What is asked => Copy out every line exactly as given.

Task material =>
━━━━━━━━━━
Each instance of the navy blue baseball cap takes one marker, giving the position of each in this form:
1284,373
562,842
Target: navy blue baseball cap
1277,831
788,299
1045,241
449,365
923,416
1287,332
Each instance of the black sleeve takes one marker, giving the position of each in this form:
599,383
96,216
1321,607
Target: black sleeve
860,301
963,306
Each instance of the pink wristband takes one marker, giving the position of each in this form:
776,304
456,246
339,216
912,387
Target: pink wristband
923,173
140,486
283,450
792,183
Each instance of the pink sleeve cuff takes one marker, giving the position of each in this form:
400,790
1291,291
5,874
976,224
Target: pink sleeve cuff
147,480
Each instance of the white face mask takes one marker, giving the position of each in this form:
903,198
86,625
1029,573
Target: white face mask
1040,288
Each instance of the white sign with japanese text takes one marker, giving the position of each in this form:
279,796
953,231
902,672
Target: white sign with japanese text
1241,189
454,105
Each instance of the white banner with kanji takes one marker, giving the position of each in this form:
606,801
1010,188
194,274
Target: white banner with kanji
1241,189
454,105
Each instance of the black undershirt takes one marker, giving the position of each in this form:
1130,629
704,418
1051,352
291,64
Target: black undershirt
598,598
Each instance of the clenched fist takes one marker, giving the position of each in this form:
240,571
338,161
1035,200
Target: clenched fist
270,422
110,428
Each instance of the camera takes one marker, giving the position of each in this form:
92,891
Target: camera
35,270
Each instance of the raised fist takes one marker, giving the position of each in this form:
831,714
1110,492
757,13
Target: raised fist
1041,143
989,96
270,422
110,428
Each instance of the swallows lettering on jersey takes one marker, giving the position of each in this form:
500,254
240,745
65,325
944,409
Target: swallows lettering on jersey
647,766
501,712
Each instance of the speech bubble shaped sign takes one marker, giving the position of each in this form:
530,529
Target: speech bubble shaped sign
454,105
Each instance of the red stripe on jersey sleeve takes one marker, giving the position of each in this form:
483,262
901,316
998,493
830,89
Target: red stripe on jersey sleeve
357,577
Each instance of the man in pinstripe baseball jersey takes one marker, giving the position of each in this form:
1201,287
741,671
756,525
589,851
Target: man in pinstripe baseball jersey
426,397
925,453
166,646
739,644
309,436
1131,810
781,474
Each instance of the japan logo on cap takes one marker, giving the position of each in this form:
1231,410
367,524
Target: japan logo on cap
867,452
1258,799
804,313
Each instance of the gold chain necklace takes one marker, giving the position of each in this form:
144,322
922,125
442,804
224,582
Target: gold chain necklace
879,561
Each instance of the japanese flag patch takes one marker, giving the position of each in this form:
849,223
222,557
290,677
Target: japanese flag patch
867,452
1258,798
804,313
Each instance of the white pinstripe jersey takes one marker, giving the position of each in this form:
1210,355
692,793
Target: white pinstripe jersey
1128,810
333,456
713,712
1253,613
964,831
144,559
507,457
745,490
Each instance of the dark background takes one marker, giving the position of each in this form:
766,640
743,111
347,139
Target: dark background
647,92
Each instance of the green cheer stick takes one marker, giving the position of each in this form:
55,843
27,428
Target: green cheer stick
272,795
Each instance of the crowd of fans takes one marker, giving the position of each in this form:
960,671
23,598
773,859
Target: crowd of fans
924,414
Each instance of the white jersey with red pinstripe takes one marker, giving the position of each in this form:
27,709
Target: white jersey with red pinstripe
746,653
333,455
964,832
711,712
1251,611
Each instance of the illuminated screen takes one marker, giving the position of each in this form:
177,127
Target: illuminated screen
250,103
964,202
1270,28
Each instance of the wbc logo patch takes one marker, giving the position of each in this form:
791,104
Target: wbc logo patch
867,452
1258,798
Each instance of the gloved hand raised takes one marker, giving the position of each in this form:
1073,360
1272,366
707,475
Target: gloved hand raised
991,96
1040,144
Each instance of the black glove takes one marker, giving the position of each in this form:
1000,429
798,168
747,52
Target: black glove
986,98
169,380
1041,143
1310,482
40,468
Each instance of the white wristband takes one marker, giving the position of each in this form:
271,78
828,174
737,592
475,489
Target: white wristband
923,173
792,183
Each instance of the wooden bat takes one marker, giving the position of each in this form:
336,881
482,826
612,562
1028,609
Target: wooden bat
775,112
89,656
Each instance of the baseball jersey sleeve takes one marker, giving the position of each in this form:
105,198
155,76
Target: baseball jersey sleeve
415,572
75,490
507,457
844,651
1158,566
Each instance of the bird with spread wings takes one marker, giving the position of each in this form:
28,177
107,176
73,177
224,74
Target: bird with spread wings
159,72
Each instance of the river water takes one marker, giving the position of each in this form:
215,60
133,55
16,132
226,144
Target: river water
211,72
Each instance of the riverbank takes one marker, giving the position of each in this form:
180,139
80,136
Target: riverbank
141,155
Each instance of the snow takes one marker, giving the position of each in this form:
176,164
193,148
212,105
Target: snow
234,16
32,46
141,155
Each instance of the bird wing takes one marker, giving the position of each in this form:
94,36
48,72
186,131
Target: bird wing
━━━━━━━━━━
Result of this task =>
Each instance of the navy blue baseball cap takes one marker, giving the position of each in this form:
1284,373
562,842
Target: navy blue baseball cap
1277,831
788,299
1045,241
449,365
923,416
1287,332
Each instance of the black sleeve takes one marker, giving the position of each in this form:
599,383
96,216
1321,607
Target: black sleeve
860,301
963,306
Each instance of the pink wristband takes one marker, giving the position of each in this form:
776,304
456,246
339,216
912,387
Target: pink wristband
923,173
140,486
283,450
792,183
Each instance of the pink sleeve cuff takes one marker, giving the position of each in this form:
400,790
1291,291
5,874
976,224
Target: pink sleeve cuff
147,480
Each instance of the white face mask takes one marker, giving the position of each in this form:
903,198
86,625
1029,573
Target: white face mask
1040,288
Each instance of the white sign with japanese text takes one marker, giving the position of each in this form:
279,796
953,231
902,672
Target: white sign with japanese text
1241,189
454,105
Each instance of the white banner with kanji takes one marker, giving the position of each in this form:
606,801
1010,188
194,274
Target: white banner with kanji
1241,189
454,105
Each instance of the black undershirt takes one marker, giving the position of each in this form:
1130,629
704,418
1051,352
291,64
Target: black undershirt
598,598
Each instance of the clenched fist takes one marker, giving the position of each in this form:
240,571
338,161
1035,200
Target: clenched fist
270,422
110,428
Each instance of the camera takes one marker, giving the position of each in this form:
92,891
Target: camera
35,270
Each instance of the raised fist takes one marker, giving the position of each in this form:
831,714
1110,492
757,13
Target: raised fist
1041,143
989,96
270,422
110,428
Each instance of the swallows lettering on jersey takes one marker, giving the position of each in this form:
500,254
240,745
65,325
944,409
Target: swallows lettering on jersey
647,766
501,712
Each instance of the speech bubble shaped sign takes one marker, giving the position of each in this form:
530,529
Target: speech bubble shaped sign
454,105
Each instance of the red stripe on jersey sleeve takes one marker, giving the position of each in this form:
483,262
901,316
998,493
830,89
Target: red stripe on jersey sleeve
357,577
Each instance of the man in pinstripe baseball jersey takes one marker, giving the position of each in this form:
1201,287
741,671
756,525
589,851
Target: man in pinstripe baseball jersey
426,397
925,453
166,646
739,644
309,436
1131,810
781,474
Each instance of the japan logo on cap takes one marker, giving the position of each in this form:
1231,410
367,524
Target: japan logo on cap
867,452
1258,799
804,313
Each instance of the gold chain necklace takes one marker, giving the position of each in this form:
144,322
922,125
442,804
224,582
Target: gold chain necklace
879,561
Each instance of the japanese flag patch takes one marker, giving the position of each in this form:
849,223
222,557
290,677
Target: japanese flag patch
867,452
1258,798
804,313
Each instance of the white pinstripe jersey takes one marker, giving the position of each in this form:
1210,355
692,793
Target: white pinstripe jersey
1128,810
333,456
713,712
1253,613
964,831
144,559
507,457
745,490
Each instance of the dark background takes one marker, giving the position of each in this form:
766,640
743,111
347,139
Target: dark background
647,92
Each instance of the green cheer stick takes one marker, giving the position of each in this form:
55,843
27,428
Target: green cheer stick
272,795
Each instance of the crowd of fans takes one marker, giving the position of each in this form:
960,671
23,598
773,859
Target: crowd of fans
924,414
Each instance of the white jersey with red pinstripe takes one marker, giving the position of each in this form:
27,709
Target: white jersey with red pinstripe
746,653
333,455
964,832
711,712
1251,611
Each instance of the illuminated screen takes one marker, giving the position of each in this form:
177,127
Target: illuminated screen
250,103
964,202
1270,28
Each instance of the wbc logo patch takes one marker, giving the position of each in this form:
791,104
Target: wbc logo patch
867,452
1258,798
Each instance of the gloved hand raised takes one marker, giving the position of each in this form:
1073,360
1272,366
707,475
Target: gloved hand raised
991,96
1040,144
Each instance of the black glove takes one marker, giving the position of each in this form:
1000,429
798,168
747,52
Target: black glove
986,98
169,380
1041,143
1310,482
40,468
Each instance of the white wristband takes one marker, giving the position of each in this form:
271,78
828,174
737,592
475,489
Target: white wristband
923,173
792,183
Each instance of the wooden bat takes one marker, giving the position of each in this form:
336,881
482,826
612,562
1028,609
Target: wooden bat
775,112
89,656
Each instance of the baseball jersey sleeve takes one marker, giving the position of each in this form:
105,198
155,76
Target: baseball jersey sleeve
415,572
75,490
507,457
844,651
1158,566
Each instance of the bird with spread wings takes one marker, giving the position of each in this form:
28,177
107,176
73,177
224,74
Target: bird with spread wings
159,72
Each instance of the river water takes one marker, giving the position of each in this form:
215,60
133,55
16,132
226,144
Target: river water
211,72
Each instance of the riverbank takes one marker, giving the position of each in this form:
180,139
80,136
Target: riverbank
141,155
Each instance of the snow takes one marker, giving the position of each in this form:
176,164
193,148
212,105
Target: snow
234,16
32,46
141,155
Each instance of the bird wing takes one marker, giving the position of each in this form:
94,36
48,72
186,131
Target: bird wing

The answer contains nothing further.